→ **Texte à lire**:
◇ ◇ ◇
On prête à Pascal (et à beaucoup d'autres, mais c'est lui qui semble l'auteur le plus probable), le nota-bene suivant au bas d'une de ses missives : "Je vous envoie une lettre un peu longue. Je vous prie de m'en excuser : je n'ai pas eu le temps de la faire plus courte."
C'est là une jolie excuse qu'on aurait intérêt à diffuser plus souvent.
C'est qu'il est difficile d'écrire court.
D'où (au passage) l'erreur de proposer "de petits textes simples et courts" aux enfants qui commencent à écrire. Quand on écrit en situation de communication réelle, on a tant de choses à dire pour être sûr d'être compris, qu'on est spontanément long. Et si l'on pense que des textes courts seraient plus faciles pour des enfants, c'est parce qu'on leur demande d'écrire "pour de faux", sans aucune nécessité sociale : c'est si peu motivant, et on a si peu d'idées, qu'ils ne trouvent pas grand-chose à écrire, et qu'on croit nécessaire de les obliger à en rajouter...

Pourtant, tous ceux qui ont à produire des écrits dans la vie sociale savent bien que ce qui leur est régulièrement reproché, c'est une longueur excessive. L'exercice n°1 auquel ils sont confrontés après l'envoi de leur manuscrit, c'est celui d'en supprimer un certain nombre de signes. Et ce n'est pas seulement pour des raisons économiques de place dans la revue, c'est aussi une question d'efficacité : un texte trop long n'est pas lu ou est lu en diagonale. Si bien que l'apprentissage de la production d'écrit consiste essentiellement à résoudre une énorme contradiction :
1- faire court, pour que le lecteur ne se lasse pas et lise jusqu’au bout ;
2- accumuler informations et précisions, pour faciliter la compréhension de celui-ci, en évitant ambiguïté et implicite.
Rien n'est plus fatigant qu'une contradiction à résoudre. L'école se garde donc d'en parler aux élèves : il faudrait réfléchir et trouver des moyens, définir une autre façon d'enseigner. Or, en général — et on en a confirmation ici — ce genre d'apprentissage ne figure pas dans les programmes.
Toutefois un détail demande à être précisé pour ceux qui auraient envie de me taxer de mauvaise foi. Le texte officiel dit exactement ceci :
Construction de phrases : amplification et réduction d'une phrase.
◇ ◇ ◇
→ **Consigne écrite 1**:
Dans le texte sur l'art d'écrire court, à qui le nota-bene cité est-il attribué comme auteur le plus probable ?
→ **Consigne écrite 2**:
Relevez tous les passages placés entre guillemets dans le texte sur l'art d'écrire court.
→ **Consigne écrite 3**:
Recopiez le passage du texte sur l'art d'écrire court allant de "D'où (au passage)" jusqu'à "à en rajouter..." inclus, en remplaçant "enfants" par "élèves".

Entrées d'étiquetage de la position des objets:
◇ ◇ ◇
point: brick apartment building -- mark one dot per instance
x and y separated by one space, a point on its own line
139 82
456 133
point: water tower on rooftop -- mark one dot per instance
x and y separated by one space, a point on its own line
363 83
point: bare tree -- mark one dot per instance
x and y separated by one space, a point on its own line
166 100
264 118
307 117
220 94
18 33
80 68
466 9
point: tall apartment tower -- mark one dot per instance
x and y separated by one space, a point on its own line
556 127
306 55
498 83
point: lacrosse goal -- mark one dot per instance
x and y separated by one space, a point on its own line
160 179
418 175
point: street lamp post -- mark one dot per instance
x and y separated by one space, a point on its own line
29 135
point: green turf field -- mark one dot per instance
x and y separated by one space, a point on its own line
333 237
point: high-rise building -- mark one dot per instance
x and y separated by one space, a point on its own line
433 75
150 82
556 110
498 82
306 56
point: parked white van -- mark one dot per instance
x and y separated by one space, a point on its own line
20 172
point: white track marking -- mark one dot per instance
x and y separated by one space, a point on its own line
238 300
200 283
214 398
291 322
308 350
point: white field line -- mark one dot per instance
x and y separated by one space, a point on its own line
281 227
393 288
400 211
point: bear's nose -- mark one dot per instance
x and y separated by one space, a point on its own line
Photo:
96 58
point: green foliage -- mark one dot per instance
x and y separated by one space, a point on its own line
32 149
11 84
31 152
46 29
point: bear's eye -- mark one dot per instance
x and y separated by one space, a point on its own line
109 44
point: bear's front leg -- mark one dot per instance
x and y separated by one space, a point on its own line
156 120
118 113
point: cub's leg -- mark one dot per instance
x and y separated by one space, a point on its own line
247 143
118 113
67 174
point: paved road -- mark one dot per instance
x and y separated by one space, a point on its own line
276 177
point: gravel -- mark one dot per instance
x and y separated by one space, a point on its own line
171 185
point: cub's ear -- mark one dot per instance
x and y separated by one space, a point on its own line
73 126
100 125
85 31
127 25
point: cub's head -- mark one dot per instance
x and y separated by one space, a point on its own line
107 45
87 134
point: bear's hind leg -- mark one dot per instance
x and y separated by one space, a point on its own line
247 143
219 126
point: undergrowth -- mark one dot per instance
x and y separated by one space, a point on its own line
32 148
◇ ◇ ◇
→ **Réponse 1**:
À Pascal.

→ **Réponse 2**:
- "Je vous envoie une lettre un peu longue. Je vous prie de m'en excuser : je n'ai pas eu le temps de la faire plus courte."
- "de petits textes simples et courts"
- "pour de faux"

→ **Réponse 3**:
D'où (au passage) l'erreur de proposer "de petits textes simples et courts" aux élèves qui commencent à écrire. Quand on écrit en situation de communication réelle, on a tant de choses à dire pour être sûr d'être compris, qu'on est spontanément long. Et si l'on pense que des textes courts seraient plus faciles pour des élèves, c'est parce qu'on leur demande d'écrire "pour de faux", sans aucune nécessité sociale : c'est si peu motivant, et on a si peu d'idées, qu'ils ne trouvent pas grand-chose à écrire, et qu'on croit nécessaire de les obliger à en rajouter...